**SELECTED EXTRACT**:
..........
Growing up I was always taught by my mum to be kind to animals. We never had less than 5 rescue animals in our home. My mum would put food out for hedgehogs, and tend to them when they were hit by cars. My dad even lassoed a starving german shepherd from the back of a moped. True story. I was told bullfighting and dog fighting was abhorrent, that vivisection was deplorable and that fox hunters were the scum of the Earth. My mother wouldn’t talk to our Australian cousin that shot kangaroos for sport.
But I never questioned why we sat down and ate animals for dinner every night.
As an adult I would move earthworms and snails from the path, lest they were trodden on, on my way to KFC. I never could stomach spare ribs or chicken on the bone because it reminded me that my food was once an animal; everything had to be reshaped and covered in euphemistic breadcrumbs. How could I exhibit such conflicting behaviour for so long?
It wasn’t until I was about 24 that I decided I couldn’t eat animals any more. So I became a vegetarian. But I still wore and even bought new leather, and cooked meat for others. It was half-arsed.
It wasn’t until I was 28 and I began to read more about animal rights that I started to consider veganism.
..........
**LISTED RECORDS**:
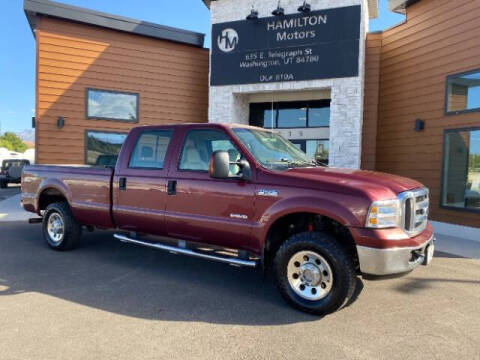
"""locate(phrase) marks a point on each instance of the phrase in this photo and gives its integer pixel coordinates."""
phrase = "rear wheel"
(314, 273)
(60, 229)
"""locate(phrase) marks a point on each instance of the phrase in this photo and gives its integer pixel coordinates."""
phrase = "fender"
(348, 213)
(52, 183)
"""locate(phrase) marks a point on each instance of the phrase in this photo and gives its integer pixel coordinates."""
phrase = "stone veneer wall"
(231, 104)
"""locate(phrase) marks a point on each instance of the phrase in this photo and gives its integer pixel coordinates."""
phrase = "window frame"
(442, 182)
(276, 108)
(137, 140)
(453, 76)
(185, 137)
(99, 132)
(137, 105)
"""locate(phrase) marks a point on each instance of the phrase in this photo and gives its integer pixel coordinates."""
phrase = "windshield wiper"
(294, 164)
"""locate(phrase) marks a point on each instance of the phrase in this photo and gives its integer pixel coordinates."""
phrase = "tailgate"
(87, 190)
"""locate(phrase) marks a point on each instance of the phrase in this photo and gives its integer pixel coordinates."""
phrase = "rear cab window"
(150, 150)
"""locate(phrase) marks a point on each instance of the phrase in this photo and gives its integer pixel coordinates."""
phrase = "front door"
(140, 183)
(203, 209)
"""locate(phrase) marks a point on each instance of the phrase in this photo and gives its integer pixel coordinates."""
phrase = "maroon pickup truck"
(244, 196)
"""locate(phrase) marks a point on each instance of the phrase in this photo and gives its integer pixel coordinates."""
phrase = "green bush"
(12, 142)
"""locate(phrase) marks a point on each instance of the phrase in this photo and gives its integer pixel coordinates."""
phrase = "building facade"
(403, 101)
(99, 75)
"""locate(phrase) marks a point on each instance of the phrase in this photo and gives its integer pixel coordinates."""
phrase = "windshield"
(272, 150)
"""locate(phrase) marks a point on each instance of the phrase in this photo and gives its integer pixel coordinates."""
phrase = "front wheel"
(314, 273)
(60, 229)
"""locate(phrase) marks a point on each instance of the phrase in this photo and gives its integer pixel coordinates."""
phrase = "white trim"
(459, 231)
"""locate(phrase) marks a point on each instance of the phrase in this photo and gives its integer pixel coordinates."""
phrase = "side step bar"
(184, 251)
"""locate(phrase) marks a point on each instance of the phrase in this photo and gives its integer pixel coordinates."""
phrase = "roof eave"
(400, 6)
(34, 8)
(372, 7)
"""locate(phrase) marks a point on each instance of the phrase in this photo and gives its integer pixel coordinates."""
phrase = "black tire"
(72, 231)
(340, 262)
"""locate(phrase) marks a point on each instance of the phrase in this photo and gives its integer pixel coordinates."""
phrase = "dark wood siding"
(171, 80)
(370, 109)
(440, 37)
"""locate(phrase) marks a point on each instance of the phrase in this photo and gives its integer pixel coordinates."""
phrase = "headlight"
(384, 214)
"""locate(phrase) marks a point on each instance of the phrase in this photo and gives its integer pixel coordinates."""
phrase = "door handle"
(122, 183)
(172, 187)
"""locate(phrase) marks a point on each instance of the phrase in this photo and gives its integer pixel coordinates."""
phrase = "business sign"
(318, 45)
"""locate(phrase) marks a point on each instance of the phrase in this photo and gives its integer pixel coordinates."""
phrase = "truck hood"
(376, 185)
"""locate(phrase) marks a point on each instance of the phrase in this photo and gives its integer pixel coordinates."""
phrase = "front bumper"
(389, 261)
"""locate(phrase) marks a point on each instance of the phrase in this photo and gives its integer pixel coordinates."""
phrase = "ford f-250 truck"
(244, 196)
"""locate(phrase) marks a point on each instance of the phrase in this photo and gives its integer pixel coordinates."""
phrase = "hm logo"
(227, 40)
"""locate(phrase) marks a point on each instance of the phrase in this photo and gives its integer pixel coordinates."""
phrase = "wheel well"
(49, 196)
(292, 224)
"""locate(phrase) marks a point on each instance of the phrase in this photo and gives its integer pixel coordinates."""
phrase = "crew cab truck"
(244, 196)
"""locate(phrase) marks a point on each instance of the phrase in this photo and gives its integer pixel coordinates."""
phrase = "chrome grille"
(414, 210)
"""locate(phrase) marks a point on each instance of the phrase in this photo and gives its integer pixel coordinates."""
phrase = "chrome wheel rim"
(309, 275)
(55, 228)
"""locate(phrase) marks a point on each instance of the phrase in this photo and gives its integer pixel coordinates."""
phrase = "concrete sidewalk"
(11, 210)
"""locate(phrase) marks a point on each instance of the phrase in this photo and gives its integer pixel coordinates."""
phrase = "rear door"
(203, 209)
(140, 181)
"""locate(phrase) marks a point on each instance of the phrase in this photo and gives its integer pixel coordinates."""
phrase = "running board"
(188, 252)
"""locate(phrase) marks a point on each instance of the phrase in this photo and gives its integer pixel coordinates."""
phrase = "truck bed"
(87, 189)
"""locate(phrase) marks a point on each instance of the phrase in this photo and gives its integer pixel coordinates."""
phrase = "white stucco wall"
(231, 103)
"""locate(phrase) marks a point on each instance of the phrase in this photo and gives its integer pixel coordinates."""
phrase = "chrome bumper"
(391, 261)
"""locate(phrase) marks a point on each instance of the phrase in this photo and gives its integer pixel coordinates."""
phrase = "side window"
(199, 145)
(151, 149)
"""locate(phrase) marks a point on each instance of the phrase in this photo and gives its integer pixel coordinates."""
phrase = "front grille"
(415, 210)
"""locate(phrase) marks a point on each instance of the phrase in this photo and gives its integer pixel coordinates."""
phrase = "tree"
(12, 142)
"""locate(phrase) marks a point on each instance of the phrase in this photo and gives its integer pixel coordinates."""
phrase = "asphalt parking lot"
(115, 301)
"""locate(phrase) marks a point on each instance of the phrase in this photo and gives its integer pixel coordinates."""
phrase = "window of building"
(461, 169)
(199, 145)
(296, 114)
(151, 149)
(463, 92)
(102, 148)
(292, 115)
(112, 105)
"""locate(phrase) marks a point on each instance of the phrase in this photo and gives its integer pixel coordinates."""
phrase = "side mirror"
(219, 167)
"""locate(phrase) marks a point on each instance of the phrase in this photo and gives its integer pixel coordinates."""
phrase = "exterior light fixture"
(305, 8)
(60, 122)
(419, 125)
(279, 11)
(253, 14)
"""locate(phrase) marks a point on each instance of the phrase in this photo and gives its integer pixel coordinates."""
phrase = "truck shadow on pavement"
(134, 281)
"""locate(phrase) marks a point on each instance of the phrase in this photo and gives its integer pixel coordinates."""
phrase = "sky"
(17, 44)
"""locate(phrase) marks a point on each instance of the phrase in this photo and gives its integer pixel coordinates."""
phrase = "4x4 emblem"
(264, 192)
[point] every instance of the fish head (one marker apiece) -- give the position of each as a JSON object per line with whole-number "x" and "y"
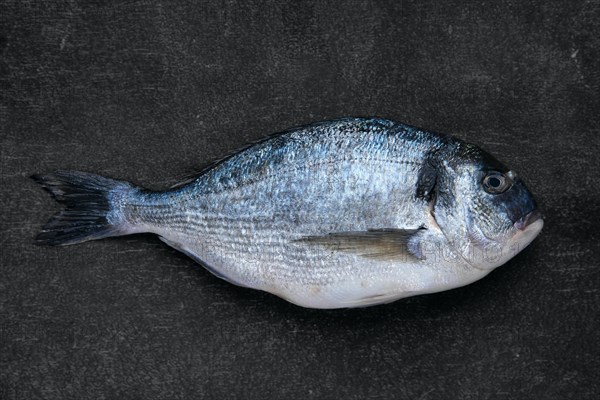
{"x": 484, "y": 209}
..........
**REQUIRED ACTION 1**:
Reproduce the stretch of the veganism essay from "As an adult" through "It was half-arsed.".
**REQUIRED ACTION 2**:
Continue the veganism essay from its last sentence.
The rows are separate material and have nothing to do with the veganism essay.

**OUTPUT 1**:
As an adult I would move earthworms and snails from the path, lest they were trodden on, on my way to KFC. I never could stomach spare ribs or chicken on the bone because it reminded me that my food was once an animal; everything had to be reshaped and covered in euphemistic breadcrumbs. How could I exhibit such conflicting behaviour for so long?
It wasn’t until I was about 24 that I decided I couldn’t eat animals any more. So I became a vegetarian. But I still wore and even bought new leather, and cooked meat for others. It was half-arsed.

**OUTPUT 2**:
What did happen to all the boy chicks that are useless in egg production, and all the baby boy cows that don’t produce milk? What happens when the adults’ milk and egg production rates dropped off and they were no longer profitable? Do they live out their natural lives in retirement homes, a golden handshake for their years of sacrifice and hard work? No, they had the same fate as the animals that ended up in breadcrumbs.
I learned that animal products are morally indistinguishable from meat.
Millions of cows and chickens die every year as a result of the egg and dairy industry.
Baby boy chicks are gassed, or ground up and fed back to their parents. The female chickens have been bred to lay egg after egg, whether they’re free range or battery. No wild bird would use up precious energy on this travesty of a menstrual cycle.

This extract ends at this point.